━━ EXTRAIT À LIRE

Cela relève de la négociation décentralisée, je le souligne : ce n’est pas au gouvernement ni à la BANQUE DE FRANCE de dire quelle est la norme d'augmentation des salaires. C'est très important de garder une négociation qui soit au plus près de la réalité économique et du dialogue social, cela doit se passer dans le dialogue social. C'est l'entreprise ou la branche. L'exception à ce que je viens de dire, et je crois que c'est une exception évidemment justifiée sur le plan social, c'est le SMIC qui en France est indexé à un peu plus que l'inflation : le SMIC a augmenté de 6 % depuis un an, donc plus que l'inflation.

Alba VENTURA

Les salaires, c'est un des leviers du pouvoir d'achat, ce pouvoir d'achat, il va baisser, il est estimé à combien ?

François VILLEROY de GALHAU

Il devrait dans notre prévision baisser de 1 % cette année. Les Français ressentent fortement cette baisse, on le sait, alors qu'il y avait eu une hausse de 2 % l'an dernier, et que la hausse reprendrait à partir de l'année prochaine. Comme les Français le ressentent fortement, au-delà même de la réalité statistique, cela justifie que ces mesures sont déjà prises par le gouvernement -c'est le bouclier tarifaire dont nous parlions-, soit à venir dans le projet de loi pouvoir d'achat.

Alba VENTURA

Justement, j’en viens à cette loi pouvoir d’achat qui était dans les tuyaux ou pour l’instant est au point mort compte tenu de la paralysie politique. C’est une loi qui représenterait des milliards. Vous, vous dites : il faut quand même un ‟quoi qu’il en coûte ” pouvoir d’achat ?

━━━━
━━ ENTRÉES

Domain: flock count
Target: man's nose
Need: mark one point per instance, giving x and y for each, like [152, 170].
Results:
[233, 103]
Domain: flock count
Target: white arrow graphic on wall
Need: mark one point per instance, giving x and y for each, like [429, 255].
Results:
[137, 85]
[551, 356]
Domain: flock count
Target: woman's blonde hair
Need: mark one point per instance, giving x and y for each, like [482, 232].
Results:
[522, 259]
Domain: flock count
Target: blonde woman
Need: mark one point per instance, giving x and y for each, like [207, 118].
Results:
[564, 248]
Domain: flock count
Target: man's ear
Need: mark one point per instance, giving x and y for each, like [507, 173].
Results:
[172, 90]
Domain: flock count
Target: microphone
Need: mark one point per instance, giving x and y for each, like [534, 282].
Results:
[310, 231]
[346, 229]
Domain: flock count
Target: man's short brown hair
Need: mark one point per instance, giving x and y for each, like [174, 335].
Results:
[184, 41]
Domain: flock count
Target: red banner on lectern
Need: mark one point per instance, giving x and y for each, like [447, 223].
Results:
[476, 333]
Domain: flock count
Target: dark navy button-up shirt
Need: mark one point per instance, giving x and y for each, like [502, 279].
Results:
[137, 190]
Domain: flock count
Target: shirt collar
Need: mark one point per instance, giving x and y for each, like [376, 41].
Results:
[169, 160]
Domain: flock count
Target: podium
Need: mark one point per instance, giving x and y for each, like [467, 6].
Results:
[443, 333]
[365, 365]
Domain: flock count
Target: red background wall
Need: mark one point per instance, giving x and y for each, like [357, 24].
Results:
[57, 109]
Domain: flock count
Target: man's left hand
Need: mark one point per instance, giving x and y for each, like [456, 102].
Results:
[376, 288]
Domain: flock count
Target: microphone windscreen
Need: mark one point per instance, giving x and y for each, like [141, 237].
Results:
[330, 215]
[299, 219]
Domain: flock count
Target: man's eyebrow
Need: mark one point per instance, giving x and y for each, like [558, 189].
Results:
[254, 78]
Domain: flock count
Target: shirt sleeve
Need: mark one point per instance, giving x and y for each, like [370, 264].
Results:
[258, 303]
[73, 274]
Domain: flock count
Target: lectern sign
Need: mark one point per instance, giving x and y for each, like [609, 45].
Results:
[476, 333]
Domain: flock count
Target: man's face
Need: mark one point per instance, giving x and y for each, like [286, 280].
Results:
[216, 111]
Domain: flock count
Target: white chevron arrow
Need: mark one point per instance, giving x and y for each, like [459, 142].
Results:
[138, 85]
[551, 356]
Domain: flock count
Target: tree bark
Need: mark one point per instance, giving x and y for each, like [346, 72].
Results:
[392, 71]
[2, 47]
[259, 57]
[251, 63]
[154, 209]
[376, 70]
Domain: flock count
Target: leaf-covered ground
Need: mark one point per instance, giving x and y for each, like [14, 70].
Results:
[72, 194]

━━━━

**CONSIGNE**
Reprenez sous forme de liste le paragraphe de l'extrait qui commence par « Cela relève de la négociation décentralisée », en gardant ses faits principaux.

**CORRIGÉ**
- La hausse des salaires relève de la négociation décentralisée : ni le gouvernement ni la Banque de France ne doivent en fixer la norme.
- Cette négociation doit rester au plus près de la réalité économique et se dérouler dans le dialogue social, au niveau de l'entreprise ou de la branche.
- Le SMIC fait exception, une exception jugée justifiée sur le plan social : en France, il est indexé à un peu plus que l'inflation.
- Le SMIC a augmenté de 6 % depuis un an, donc plus que l'inflation.